Collected data entries:
--------------------------------------------------
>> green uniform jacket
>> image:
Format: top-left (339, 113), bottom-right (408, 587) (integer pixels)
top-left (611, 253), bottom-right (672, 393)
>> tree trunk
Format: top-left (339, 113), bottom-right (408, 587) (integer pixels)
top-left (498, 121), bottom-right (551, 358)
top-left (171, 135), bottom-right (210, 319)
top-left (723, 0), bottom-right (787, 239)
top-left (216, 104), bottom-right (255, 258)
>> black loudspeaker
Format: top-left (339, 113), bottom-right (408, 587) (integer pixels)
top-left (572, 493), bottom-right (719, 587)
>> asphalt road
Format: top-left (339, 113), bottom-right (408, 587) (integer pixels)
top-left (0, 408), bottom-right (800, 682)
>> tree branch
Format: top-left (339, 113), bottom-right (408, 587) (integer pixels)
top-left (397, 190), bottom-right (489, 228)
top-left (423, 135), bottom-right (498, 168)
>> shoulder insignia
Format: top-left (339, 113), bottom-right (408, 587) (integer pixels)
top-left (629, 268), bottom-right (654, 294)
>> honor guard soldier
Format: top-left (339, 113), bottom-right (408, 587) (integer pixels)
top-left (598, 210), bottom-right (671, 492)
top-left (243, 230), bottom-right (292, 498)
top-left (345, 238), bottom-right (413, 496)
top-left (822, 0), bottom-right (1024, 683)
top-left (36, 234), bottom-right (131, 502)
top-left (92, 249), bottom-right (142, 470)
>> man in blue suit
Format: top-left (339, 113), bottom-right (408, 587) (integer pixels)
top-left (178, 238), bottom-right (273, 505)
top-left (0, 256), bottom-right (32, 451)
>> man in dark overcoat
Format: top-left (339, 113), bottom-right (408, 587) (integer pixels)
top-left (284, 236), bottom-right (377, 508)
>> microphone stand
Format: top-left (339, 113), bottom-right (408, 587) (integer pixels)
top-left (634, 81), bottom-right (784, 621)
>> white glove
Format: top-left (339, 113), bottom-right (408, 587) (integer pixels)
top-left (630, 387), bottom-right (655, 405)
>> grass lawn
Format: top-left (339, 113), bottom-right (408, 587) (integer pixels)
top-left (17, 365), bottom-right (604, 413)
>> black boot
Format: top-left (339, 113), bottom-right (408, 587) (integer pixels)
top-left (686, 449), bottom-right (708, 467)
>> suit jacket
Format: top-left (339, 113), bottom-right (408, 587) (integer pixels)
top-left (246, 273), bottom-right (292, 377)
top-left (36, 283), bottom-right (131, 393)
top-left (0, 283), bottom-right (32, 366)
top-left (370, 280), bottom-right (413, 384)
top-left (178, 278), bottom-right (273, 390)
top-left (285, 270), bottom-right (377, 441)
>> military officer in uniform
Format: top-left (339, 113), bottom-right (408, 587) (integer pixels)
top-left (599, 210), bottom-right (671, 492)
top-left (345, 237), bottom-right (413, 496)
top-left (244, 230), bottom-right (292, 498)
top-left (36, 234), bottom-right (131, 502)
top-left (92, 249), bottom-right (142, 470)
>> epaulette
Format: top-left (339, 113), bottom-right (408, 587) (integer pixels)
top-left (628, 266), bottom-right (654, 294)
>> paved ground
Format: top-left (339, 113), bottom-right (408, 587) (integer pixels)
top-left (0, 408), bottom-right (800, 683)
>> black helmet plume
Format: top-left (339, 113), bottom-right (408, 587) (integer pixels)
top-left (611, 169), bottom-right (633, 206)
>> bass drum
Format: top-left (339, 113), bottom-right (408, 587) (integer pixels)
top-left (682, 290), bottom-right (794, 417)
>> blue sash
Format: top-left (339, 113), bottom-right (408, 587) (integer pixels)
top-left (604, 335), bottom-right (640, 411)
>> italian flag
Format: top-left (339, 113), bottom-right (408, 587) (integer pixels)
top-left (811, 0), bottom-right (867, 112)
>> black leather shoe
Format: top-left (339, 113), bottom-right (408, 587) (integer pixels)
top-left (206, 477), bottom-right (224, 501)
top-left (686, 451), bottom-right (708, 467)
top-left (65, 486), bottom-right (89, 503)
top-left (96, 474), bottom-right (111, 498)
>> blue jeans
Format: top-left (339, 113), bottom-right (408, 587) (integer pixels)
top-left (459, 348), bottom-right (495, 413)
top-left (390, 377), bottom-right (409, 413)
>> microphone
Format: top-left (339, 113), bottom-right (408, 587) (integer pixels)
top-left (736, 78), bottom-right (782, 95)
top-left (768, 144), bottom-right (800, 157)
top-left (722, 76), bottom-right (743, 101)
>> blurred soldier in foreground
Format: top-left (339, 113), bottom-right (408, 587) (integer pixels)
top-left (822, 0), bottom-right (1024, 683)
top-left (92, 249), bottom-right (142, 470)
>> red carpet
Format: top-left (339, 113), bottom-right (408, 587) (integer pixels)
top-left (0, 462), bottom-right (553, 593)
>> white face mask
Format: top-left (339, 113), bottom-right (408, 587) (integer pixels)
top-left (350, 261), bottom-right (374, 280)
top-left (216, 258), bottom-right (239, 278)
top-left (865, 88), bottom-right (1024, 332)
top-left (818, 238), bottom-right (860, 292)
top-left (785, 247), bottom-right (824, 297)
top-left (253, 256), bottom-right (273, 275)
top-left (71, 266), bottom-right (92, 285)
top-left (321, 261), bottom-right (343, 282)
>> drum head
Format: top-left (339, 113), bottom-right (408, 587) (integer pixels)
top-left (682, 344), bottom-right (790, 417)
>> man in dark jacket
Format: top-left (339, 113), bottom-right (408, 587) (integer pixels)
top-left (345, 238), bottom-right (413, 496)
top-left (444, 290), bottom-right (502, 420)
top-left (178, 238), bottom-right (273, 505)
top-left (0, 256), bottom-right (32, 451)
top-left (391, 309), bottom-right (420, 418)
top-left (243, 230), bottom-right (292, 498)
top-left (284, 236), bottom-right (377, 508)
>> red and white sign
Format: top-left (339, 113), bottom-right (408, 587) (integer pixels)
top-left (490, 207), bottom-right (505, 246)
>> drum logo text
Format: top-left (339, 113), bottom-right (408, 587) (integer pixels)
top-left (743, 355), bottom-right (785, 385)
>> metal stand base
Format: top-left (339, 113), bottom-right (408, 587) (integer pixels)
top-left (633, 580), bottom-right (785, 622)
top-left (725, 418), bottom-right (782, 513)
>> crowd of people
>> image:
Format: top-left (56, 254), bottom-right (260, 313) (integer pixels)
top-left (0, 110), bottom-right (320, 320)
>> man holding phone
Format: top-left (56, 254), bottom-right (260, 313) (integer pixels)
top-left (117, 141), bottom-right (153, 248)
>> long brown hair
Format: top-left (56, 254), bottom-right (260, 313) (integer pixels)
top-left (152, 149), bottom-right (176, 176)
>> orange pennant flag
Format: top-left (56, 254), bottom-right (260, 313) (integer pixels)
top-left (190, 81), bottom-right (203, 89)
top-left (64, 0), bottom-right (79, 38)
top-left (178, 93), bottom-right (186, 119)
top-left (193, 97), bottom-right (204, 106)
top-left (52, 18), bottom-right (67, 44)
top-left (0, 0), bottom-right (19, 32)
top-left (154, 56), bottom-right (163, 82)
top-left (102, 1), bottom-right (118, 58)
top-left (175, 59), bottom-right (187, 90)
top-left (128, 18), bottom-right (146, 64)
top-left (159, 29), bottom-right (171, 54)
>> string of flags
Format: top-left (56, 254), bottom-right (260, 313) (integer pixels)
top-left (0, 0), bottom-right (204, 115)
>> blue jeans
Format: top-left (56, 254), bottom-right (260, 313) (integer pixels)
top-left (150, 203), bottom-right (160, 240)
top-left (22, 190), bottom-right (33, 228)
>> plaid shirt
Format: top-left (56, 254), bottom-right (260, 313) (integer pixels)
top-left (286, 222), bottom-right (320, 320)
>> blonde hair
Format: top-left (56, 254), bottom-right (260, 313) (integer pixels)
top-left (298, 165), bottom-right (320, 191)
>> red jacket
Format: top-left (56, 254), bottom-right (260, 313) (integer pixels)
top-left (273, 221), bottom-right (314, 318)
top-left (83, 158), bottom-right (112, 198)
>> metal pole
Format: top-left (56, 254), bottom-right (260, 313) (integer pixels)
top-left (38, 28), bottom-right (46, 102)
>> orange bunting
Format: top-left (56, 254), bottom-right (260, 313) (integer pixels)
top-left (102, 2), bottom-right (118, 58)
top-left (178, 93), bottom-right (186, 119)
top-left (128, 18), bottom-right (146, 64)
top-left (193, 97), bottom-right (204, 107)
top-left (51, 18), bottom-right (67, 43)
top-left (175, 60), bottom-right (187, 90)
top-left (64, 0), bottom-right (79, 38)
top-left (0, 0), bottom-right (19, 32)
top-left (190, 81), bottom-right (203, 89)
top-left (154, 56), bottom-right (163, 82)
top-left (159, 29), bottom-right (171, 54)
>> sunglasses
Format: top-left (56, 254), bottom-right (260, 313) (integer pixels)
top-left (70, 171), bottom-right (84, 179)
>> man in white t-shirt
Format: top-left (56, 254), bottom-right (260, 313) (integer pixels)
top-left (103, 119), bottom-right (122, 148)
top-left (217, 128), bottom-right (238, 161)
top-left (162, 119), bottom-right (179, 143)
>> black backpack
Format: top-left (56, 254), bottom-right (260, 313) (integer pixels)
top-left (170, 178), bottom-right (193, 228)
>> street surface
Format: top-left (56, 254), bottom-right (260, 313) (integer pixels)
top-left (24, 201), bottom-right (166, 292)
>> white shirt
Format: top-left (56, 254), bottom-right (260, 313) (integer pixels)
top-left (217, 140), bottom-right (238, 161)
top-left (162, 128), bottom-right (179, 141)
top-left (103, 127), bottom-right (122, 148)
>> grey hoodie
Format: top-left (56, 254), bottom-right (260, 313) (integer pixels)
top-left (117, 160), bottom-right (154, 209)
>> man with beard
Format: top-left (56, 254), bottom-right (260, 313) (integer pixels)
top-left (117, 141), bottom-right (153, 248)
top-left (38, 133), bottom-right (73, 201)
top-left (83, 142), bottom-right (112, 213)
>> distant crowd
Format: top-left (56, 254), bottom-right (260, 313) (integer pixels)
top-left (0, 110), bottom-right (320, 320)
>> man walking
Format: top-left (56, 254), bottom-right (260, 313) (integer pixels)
--------------------------------------------------
● PROBLEM DESCRIPTION: Copy out the lines of the records above, unchanged, from the line with "in white t-shirt" up to and including the line with "top-left (24, 201), bottom-right (166, 292)".

● REPLY TO THE TASK:
>> man in white t-shirt
Format: top-left (56, 254), bottom-right (260, 313) (integer pixels)
top-left (103, 119), bottom-right (122, 148)
top-left (217, 128), bottom-right (238, 161)
top-left (162, 119), bottom-right (179, 143)
>> black backpack
Format: top-left (56, 254), bottom-right (260, 313) (integer pixels)
top-left (170, 178), bottom-right (193, 228)
>> street surface
Format: top-left (56, 254), bottom-right (260, 313) (integer pixels)
top-left (24, 201), bottom-right (166, 292)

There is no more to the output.